INSTRUCTIONS TO FOLLOW
When you reach the line with "phrase -- floating green vegetation" in the data below, begin printing lines exactly, and stop once the line with "phrase -- scattered litter" has been printed.
Start of GIVEN INFORMATION
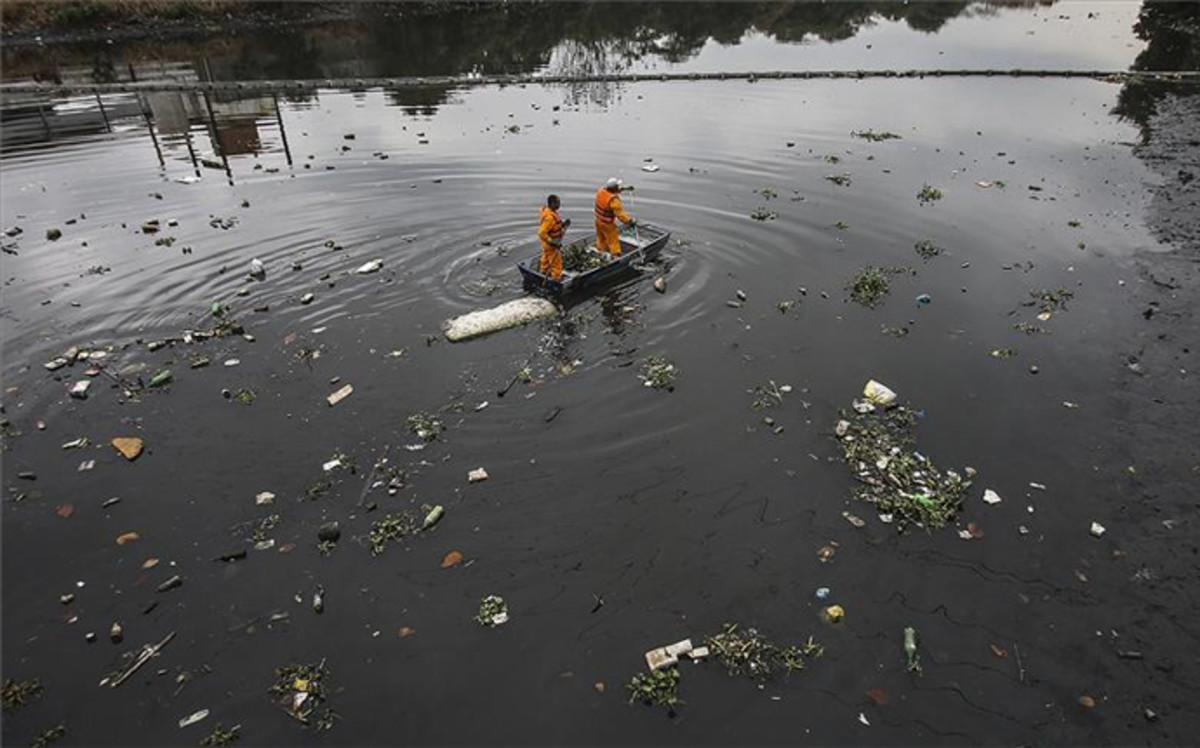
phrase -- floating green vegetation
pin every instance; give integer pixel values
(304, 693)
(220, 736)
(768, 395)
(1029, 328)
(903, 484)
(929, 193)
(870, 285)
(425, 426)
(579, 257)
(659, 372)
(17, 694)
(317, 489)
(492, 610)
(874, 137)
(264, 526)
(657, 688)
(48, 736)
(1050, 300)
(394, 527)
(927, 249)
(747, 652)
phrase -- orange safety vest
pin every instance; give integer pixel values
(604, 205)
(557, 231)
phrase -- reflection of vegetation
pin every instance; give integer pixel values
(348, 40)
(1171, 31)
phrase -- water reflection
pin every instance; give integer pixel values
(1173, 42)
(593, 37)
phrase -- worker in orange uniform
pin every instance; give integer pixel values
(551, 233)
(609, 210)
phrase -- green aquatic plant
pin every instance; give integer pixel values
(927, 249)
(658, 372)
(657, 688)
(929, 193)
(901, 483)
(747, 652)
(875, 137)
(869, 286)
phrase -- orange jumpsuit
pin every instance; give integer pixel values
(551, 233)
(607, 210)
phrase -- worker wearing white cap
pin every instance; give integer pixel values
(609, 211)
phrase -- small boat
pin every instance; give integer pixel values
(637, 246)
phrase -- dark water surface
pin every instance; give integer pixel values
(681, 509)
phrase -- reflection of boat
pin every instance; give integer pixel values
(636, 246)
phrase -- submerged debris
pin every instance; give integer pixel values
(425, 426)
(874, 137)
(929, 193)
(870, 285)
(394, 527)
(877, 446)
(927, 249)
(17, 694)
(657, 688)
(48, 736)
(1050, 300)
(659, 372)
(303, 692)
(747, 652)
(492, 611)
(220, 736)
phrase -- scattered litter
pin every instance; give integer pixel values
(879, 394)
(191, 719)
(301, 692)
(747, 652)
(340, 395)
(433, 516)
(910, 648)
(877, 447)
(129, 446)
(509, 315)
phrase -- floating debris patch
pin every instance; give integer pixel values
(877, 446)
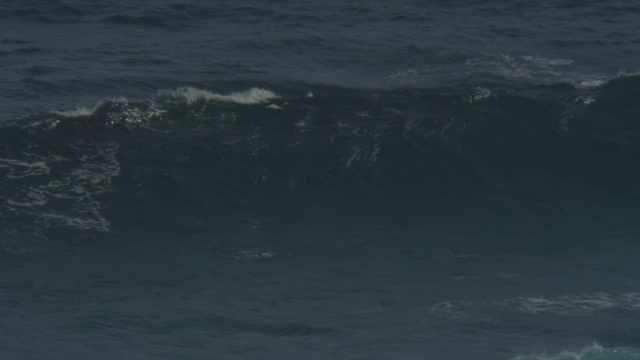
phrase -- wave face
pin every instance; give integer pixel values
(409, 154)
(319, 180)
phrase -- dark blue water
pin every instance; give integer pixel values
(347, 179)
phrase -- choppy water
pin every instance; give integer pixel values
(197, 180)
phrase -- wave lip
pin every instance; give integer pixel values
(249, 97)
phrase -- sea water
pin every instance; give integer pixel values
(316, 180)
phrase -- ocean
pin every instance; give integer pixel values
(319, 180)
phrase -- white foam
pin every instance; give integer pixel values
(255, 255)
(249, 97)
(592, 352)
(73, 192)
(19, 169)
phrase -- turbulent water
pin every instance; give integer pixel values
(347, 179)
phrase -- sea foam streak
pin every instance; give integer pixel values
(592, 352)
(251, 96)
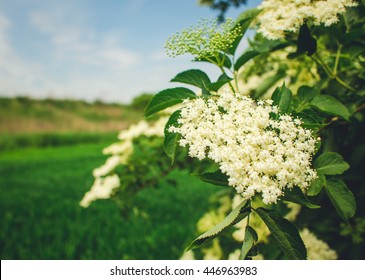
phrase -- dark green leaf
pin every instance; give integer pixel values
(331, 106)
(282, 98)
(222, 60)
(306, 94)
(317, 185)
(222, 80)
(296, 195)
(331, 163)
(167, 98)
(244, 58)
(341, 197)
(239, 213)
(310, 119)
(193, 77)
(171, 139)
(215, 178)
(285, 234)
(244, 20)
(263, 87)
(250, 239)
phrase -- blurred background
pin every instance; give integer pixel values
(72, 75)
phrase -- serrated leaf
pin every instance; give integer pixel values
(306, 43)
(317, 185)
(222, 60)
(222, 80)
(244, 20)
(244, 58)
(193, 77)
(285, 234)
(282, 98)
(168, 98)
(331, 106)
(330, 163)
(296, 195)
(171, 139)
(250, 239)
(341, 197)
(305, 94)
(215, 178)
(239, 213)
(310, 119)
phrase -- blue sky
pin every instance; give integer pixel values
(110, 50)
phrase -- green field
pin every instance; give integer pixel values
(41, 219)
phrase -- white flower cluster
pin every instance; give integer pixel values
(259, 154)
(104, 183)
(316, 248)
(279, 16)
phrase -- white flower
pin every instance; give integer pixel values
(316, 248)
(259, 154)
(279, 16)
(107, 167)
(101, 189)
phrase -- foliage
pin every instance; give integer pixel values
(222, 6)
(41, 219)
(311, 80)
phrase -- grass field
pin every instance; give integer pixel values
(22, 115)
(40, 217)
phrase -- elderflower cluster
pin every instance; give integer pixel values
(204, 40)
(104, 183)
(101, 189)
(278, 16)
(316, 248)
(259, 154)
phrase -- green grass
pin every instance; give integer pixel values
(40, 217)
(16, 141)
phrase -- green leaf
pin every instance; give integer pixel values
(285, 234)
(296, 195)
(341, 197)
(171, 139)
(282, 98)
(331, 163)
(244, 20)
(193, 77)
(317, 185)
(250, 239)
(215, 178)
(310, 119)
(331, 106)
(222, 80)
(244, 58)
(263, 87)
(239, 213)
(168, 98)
End of GIVEN INFORMATION
Start of GIVEN INFORMATION
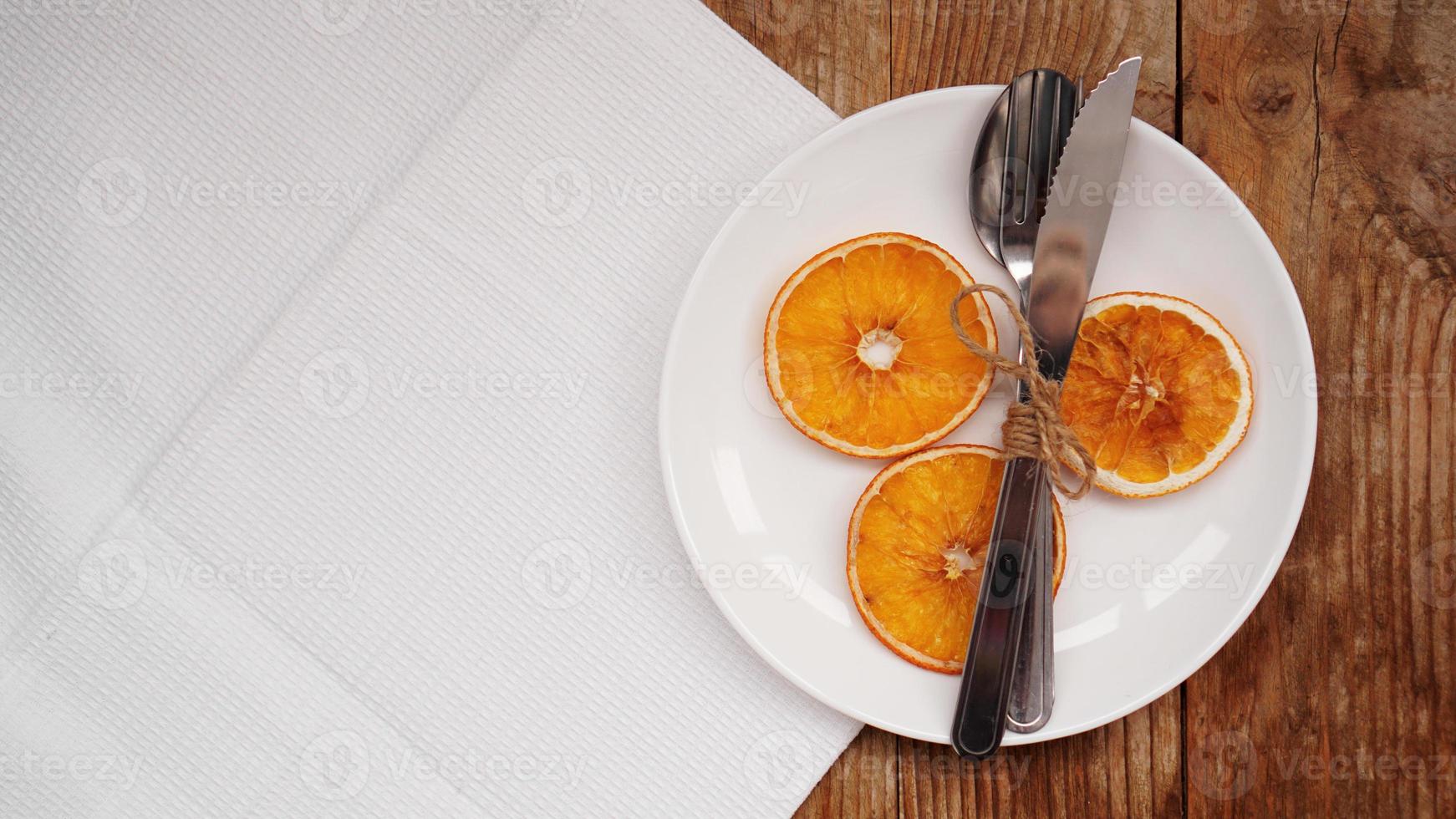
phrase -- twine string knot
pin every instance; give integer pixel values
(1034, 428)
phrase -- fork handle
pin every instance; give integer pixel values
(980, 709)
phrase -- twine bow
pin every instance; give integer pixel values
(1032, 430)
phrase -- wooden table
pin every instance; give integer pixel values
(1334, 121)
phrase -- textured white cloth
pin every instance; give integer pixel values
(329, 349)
End of GIVEN INFORMATION
Start of GIVEN INFORMATION
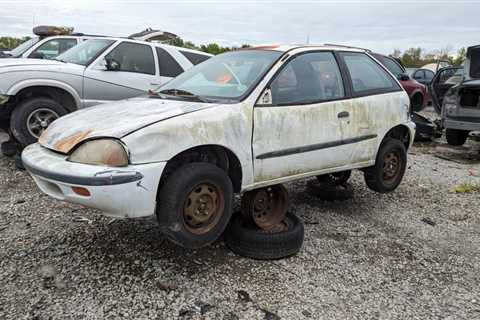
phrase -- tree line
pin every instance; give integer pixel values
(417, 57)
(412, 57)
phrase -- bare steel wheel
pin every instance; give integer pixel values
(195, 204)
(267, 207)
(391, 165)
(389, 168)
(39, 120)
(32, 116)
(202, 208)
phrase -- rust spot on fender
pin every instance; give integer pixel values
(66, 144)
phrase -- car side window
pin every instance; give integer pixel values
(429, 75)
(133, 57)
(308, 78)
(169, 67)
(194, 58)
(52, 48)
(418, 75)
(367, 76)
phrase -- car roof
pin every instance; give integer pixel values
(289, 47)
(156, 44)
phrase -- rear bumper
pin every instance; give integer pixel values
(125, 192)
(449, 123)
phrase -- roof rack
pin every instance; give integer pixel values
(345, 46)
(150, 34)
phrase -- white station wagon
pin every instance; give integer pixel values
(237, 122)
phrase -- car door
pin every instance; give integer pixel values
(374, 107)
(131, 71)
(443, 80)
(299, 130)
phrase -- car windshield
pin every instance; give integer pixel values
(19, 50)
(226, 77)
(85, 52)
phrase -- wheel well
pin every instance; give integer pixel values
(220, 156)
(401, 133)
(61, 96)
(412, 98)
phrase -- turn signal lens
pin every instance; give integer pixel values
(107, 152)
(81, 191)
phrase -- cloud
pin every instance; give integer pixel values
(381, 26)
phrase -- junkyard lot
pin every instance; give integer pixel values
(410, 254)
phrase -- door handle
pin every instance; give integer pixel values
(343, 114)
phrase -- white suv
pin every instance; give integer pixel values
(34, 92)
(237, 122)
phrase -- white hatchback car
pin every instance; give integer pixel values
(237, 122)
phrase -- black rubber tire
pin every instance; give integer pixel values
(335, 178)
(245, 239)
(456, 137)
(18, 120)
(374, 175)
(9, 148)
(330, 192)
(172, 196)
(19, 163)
End of GIVEN INFORMATION
FINISHED EXERCISE
phrase -- floating green vegetation
pin every instance; give integer pixel values
(304, 693)
(220, 736)
(768, 395)
(1029, 328)
(903, 484)
(929, 193)
(870, 285)
(425, 426)
(579, 257)
(659, 372)
(17, 694)
(317, 489)
(492, 610)
(874, 137)
(264, 526)
(657, 688)
(48, 736)
(1050, 300)
(394, 527)
(927, 249)
(747, 652)
phrase -- orange safety vest
pin every instance; give integer pixel values
(604, 205)
(557, 231)
phrase -- reflection of vegetation
pin every instance; give integer pixel values
(348, 40)
(1171, 31)
phrase -- water reflection
pin every instance; give integer pixel values
(1173, 42)
(593, 37)
phrase -- worker in orange uniform
pin every instance; give integer pixel values
(551, 233)
(609, 210)
phrase -- green aquatic plant
pin every instance; give integer pixel values
(927, 249)
(658, 372)
(657, 688)
(929, 193)
(901, 483)
(747, 652)
(875, 137)
(869, 286)
phrase -- orange jumpsuit
pin every instance; give integer pixel values
(551, 233)
(607, 210)
phrase -- worker wearing white cap
pin every instance; give integer pixel values
(609, 211)
phrase -- small boat
pin every instance; give integer pixel values
(637, 246)
phrase -- dark water surface
pin every instance; give integer pixel values
(681, 509)
phrase -- reflection of boat
pin every instance; give integer pixel values
(636, 246)
phrase -- submerged debris
pin every instance; give integer pixel values
(425, 426)
(874, 137)
(929, 193)
(870, 285)
(394, 527)
(877, 446)
(927, 249)
(17, 694)
(657, 688)
(48, 736)
(1050, 300)
(659, 372)
(303, 692)
(747, 652)
(492, 611)
(220, 736)
phrase -- scattered litter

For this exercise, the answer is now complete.